[start GIVEN ENTRIES]

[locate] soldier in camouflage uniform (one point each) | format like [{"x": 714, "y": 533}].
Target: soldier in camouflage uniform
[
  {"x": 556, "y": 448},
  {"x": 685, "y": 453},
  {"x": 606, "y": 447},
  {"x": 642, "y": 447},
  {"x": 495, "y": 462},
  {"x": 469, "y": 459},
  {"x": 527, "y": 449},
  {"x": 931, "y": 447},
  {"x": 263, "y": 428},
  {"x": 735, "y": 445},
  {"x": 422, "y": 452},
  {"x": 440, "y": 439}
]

[end GIVEN ENTRIES]

**THE PROBLEM**
Update the listing by changing every "camouflage uniform" to "military fatigues", and leave everything else as it is.

**WORKED ANSWER**
[locate] soldier in military fatigues (one point each) | format like [{"x": 714, "y": 533}].
Target: soldier in military fatigues
[
  {"x": 556, "y": 448},
  {"x": 685, "y": 453},
  {"x": 606, "y": 447},
  {"x": 642, "y": 447},
  {"x": 495, "y": 462},
  {"x": 469, "y": 459},
  {"x": 527, "y": 449},
  {"x": 931, "y": 447},
  {"x": 263, "y": 428},
  {"x": 735, "y": 445},
  {"x": 422, "y": 452},
  {"x": 440, "y": 439}
]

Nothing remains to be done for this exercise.